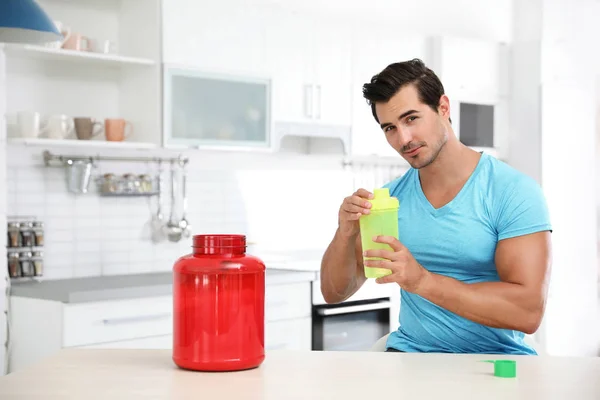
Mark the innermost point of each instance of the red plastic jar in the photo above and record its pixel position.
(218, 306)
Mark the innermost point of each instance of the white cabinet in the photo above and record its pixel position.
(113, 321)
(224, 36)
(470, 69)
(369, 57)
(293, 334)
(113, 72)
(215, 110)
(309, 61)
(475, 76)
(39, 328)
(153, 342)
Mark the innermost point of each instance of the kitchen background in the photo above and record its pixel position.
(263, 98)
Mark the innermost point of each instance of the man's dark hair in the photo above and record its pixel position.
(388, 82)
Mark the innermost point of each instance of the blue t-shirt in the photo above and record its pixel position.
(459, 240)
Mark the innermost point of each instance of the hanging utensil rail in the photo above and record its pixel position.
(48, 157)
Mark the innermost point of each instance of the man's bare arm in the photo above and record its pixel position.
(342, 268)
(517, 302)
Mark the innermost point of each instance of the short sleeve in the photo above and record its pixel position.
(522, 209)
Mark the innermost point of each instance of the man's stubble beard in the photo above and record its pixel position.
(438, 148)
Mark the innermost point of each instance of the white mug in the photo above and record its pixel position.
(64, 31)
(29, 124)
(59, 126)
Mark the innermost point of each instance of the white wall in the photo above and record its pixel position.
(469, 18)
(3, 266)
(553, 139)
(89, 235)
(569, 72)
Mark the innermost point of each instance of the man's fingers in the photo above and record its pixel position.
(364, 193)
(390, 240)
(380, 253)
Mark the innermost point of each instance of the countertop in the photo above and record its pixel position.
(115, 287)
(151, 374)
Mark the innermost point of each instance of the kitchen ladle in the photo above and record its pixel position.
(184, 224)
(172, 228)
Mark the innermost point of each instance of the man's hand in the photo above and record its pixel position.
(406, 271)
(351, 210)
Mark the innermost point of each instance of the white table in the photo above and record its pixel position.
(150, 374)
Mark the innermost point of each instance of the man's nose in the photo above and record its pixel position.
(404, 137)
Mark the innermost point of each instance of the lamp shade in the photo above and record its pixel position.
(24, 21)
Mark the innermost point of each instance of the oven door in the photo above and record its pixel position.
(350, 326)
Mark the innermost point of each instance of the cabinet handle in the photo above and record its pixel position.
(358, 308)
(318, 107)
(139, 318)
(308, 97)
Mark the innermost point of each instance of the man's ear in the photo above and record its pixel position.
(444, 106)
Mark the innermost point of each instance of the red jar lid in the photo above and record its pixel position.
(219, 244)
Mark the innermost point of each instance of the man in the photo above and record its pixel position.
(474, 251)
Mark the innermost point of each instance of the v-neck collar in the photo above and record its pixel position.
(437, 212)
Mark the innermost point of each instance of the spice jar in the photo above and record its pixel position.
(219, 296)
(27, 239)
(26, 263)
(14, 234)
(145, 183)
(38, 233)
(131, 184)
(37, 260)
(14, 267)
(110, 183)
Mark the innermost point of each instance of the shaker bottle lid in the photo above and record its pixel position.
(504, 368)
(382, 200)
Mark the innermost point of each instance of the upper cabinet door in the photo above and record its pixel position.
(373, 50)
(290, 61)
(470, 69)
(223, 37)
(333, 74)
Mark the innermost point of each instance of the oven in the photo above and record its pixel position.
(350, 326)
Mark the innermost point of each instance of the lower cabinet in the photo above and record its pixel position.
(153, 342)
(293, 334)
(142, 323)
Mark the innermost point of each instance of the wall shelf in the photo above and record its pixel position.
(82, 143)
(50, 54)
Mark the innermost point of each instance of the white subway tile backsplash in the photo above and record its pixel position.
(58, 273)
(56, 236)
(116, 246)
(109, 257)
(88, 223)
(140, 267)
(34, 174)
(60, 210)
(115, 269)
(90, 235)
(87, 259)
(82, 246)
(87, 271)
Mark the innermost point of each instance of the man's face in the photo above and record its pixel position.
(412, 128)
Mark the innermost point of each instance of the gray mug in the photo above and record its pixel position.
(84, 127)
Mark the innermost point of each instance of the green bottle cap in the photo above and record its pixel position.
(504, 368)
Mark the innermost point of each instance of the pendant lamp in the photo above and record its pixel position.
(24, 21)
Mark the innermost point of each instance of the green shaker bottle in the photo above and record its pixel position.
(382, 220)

...

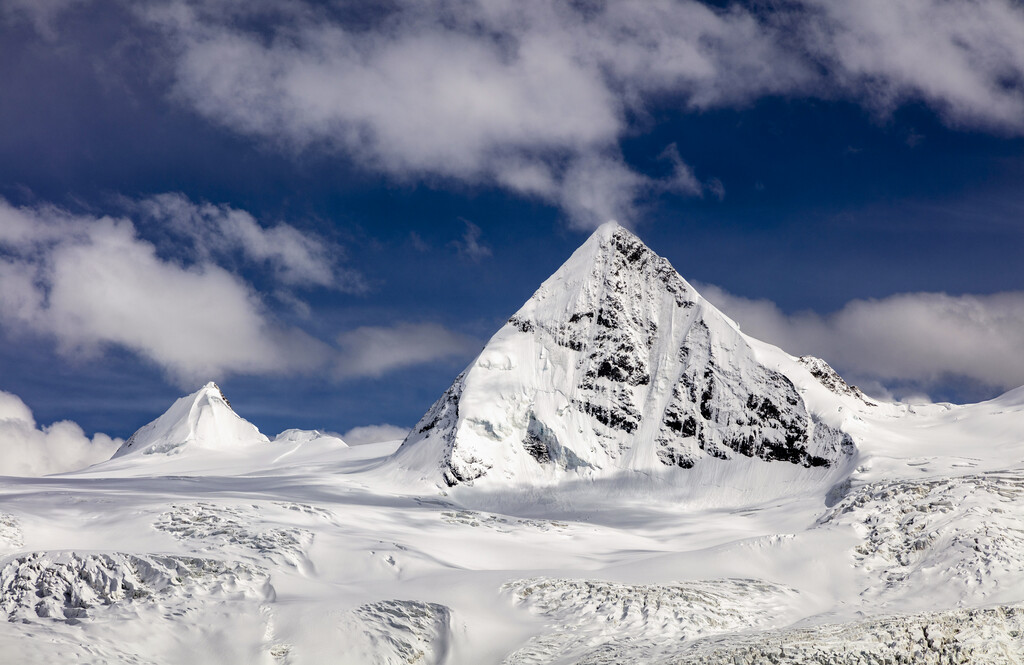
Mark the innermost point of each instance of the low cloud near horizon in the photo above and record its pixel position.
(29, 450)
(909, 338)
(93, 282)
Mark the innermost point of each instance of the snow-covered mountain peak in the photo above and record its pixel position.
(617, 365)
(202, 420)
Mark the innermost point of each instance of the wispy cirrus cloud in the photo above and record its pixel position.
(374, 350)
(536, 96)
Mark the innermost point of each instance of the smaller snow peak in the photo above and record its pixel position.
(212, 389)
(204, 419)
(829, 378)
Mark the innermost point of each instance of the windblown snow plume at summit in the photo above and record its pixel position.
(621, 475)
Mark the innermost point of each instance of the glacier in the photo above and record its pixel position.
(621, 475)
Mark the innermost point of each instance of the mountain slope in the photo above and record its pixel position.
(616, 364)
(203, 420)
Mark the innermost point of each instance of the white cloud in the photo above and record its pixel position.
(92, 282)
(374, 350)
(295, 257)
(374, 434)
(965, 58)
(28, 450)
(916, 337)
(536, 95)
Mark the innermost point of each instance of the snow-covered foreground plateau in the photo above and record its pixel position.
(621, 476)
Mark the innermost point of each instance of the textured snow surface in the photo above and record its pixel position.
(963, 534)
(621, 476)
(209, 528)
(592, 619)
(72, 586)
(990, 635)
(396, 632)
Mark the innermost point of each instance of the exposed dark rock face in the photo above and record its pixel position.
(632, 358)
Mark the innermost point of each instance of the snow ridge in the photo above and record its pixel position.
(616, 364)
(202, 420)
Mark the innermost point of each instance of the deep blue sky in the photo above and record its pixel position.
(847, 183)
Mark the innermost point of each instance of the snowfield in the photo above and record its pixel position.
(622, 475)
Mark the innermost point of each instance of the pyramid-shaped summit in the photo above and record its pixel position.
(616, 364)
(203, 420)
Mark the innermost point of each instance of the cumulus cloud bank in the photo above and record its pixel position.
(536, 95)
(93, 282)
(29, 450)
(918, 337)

* * *

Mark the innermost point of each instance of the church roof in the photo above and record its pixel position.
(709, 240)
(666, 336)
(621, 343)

**To be done:** Identify every line in the material above that contains the string "bottle" and copy each of those lines. Case counts, so match uppercase and lowercase letters as given.

**Answer:**
Mark the innermost point of each instance of the shaker bottle lid in the photo above and record its pixel position.
Mark the innermost point of each instance of the green bottle cap in the photo above and record its pixel position.
Mark the innermost point of each instance of the green shaker bottle in the photo above and record its pixel position.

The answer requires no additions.